● Problem to work on
Please rewrite the listing below, switching every "drop a single marker" to "place one point" and leaving all other text unchanged.

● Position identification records
--*--
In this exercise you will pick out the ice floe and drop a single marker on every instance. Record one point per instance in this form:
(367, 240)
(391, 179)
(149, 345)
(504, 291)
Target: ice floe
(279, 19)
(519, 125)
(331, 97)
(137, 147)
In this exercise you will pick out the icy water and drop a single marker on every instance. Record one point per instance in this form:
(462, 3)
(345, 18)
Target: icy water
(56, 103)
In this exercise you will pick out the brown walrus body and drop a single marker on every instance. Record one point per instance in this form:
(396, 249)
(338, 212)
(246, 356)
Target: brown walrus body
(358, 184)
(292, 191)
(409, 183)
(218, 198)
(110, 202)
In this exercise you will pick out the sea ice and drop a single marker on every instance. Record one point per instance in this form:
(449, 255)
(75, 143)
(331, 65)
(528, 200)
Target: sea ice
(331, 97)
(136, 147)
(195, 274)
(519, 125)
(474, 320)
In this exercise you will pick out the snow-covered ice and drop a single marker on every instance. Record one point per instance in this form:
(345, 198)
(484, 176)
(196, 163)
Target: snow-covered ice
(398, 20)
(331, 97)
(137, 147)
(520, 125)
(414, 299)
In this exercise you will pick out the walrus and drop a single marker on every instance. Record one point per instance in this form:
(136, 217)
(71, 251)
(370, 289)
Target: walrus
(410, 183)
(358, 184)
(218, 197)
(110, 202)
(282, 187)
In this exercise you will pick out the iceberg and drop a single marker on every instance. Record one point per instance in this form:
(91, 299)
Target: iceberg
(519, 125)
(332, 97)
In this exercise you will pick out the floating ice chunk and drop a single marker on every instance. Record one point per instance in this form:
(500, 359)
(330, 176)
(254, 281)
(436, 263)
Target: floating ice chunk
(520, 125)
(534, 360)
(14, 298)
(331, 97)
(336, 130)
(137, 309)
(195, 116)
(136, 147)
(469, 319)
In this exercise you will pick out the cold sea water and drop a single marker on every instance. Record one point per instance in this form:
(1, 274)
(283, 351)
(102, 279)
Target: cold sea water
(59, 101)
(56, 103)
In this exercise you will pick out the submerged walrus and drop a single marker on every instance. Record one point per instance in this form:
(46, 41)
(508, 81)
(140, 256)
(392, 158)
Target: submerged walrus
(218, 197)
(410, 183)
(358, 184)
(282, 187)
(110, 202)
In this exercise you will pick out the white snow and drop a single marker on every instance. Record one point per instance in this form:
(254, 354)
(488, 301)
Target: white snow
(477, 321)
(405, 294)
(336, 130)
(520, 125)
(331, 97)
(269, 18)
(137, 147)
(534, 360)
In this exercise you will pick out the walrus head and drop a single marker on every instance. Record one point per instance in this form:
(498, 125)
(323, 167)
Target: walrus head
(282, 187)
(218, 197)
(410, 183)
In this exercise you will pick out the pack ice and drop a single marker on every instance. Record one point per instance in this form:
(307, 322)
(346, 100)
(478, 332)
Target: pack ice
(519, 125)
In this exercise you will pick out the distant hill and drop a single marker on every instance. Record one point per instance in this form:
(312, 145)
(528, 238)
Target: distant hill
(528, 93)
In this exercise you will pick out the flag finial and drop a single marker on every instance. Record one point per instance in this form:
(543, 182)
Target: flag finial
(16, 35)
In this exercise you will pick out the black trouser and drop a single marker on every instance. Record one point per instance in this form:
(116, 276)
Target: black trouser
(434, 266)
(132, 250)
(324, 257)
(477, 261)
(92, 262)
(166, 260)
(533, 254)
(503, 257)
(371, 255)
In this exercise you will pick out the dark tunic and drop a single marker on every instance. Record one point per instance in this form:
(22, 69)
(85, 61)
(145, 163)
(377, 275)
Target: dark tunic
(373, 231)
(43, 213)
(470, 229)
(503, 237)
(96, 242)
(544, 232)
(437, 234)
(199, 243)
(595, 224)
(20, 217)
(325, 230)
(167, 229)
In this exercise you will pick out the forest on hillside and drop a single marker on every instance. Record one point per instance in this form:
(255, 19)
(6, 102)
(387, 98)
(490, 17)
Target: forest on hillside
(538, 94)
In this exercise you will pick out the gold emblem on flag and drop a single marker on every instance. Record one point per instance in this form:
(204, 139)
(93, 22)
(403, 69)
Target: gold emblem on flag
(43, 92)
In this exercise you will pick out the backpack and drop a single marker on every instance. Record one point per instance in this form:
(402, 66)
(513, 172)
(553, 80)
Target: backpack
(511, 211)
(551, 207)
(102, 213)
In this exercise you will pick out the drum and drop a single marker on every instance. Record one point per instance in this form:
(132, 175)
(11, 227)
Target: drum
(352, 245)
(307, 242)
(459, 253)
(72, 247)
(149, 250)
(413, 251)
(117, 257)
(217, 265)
--*--
● Answer to this exercise
In this exercise you will pick out the ice floe and place one point on every instance. Record one point per instance in this form:
(367, 240)
(391, 179)
(149, 345)
(504, 291)
Target: ice floe
(279, 19)
(519, 125)
(331, 97)
(137, 147)
In this exercise you will pick out the icy water and place one point on every instance. Record one point per instance in this form:
(462, 3)
(345, 18)
Target: icy water
(56, 103)
In this exercise you will pick out the brown walrus body and place one point on every instance. Record one point per instance in this form:
(396, 249)
(338, 212)
(246, 356)
Target: brown walrus body
(358, 184)
(292, 191)
(409, 183)
(218, 198)
(110, 202)
In this exercise you will pick out the sea ice and place one point on every instance. Record one point per instance in this form:
(449, 255)
(75, 143)
(331, 65)
(528, 200)
Target: sea ice
(331, 97)
(136, 147)
(195, 274)
(519, 125)
(474, 320)
In this exercise you will pick out the snow-covered ice and place one point on every instance. Record one point per instance in this form:
(345, 198)
(484, 176)
(196, 163)
Target: snow-covered ice
(398, 20)
(331, 97)
(137, 147)
(520, 125)
(414, 299)
In this exercise you will pick out the walrus and place one point on every instance. Record one point per instance in this form:
(136, 217)
(71, 251)
(370, 289)
Target: walrus
(410, 183)
(358, 184)
(218, 197)
(110, 202)
(282, 187)
In this exercise you will pick out the iceberg and place one point on every instance. Record one point per instance in this form:
(91, 299)
Target: iceberg
(519, 125)
(332, 97)
In this exercise you will pick out the floating ice chunk and place one point on every instance. Record one point per instance in this form:
(500, 359)
(330, 176)
(254, 281)
(436, 263)
Target: floating ice chunk
(520, 125)
(534, 360)
(14, 298)
(331, 97)
(336, 130)
(137, 309)
(195, 116)
(136, 147)
(469, 319)
In this exercise you will pick out the cold sea water and place one point on every instance. Record one point per instance in this form:
(1, 274)
(283, 351)
(102, 279)
Target: cold sea water
(59, 101)
(56, 103)
In this exercise you will pick out the submerged walrus and place one point on every instance. Record one point per instance in this form:
(46, 41)
(508, 81)
(140, 256)
(392, 158)
Target: submerged walrus
(218, 197)
(410, 183)
(358, 184)
(282, 187)
(110, 202)
In this exercise you will pick out the white snow and place one point on every instance. Record one point per instance in this form:
(254, 354)
(488, 301)
Target: white snow
(477, 321)
(405, 294)
(336, 130)
(520, 125)
(331, 97)
(269, 18)
(137, 147)
(534, 360)
In this exercise you will pick out the walrus head and place one point on every instance. Record one point per instance in this form:
(498, 125)
(323, 167)
Target: walrus head
(282, 187)
(218, 197)
(410, 183)
In this exercise you will pick out the pack ice and place one point on every instance. Record one point per instance in this form:
(307, 322)
(346, 100)
(478, 332)
Target: pack ice
(519, 125)
In this exercise you will pick out the distant hill and place one point on every instance. Record one point per instance in this form:
(312, 145)
(528, 238)
Target: distant hill
(528, 93)
In this exercise you will pick out the flag finial and place one point on every instance. Record one point per instance in this form:
(543, 182)
Target: flag finial
(16, 35)
In this exercise you will pick out the black trouser and place one point on every instance. Record one point per instance in this form:
(116, 276)
Target: black trouser
(434, 266)
(132, 250)
(324, 257)
(477, 261)
(92, 262)
(166, 260)
(533, 254)
(503, 257)
(371, 255)
In this exercise you will pick out the dark tunic and place one point on every instance. Record one point per instance in this form:
(22, 69)
(85, 61)
(145, 163)
(377, 275)
Target: dark tunic
(373, 231)
(43, 213)
(470, 229)
(503, 237)
(96, 242)
(544, 232)
(437, 234)
(199, 243)
(595, 224)
(20, 217)
(325, 230)
(167, 229)
In this exercise you will pick out the forest on hillside and place one point on every instance. Record one point per instance in this form:
(255, 19)
(6, 102)
(387, 98)
(490, 17)
Target: forest on hillside
(538, 94)
In this exercise you will pick out the gold emblem on flag and place one point on every instance. Record one point per instance in this form:
(204, 139)
(93, 22)
(403, 69)
Target: gold emblem on flag
(43, 92)
In this exercise you will pick out the backpack and place one point on every instance. Record one point per instance in this form:
(402, 66)
(513, 172)
(553, 80)
Target: backpack
(511, 211)
(551, 207)
(102, 213)
In this exercise you will pick out the drum and place one point on every instance. Record one point per instance in this form:
(132, 175)
(11, 227)
Target: drum
(352, 245)
(307, 242)
(459, 253)
(72, 247)
(149, 250)
(413, 251)
(117, 257)
(217, 265)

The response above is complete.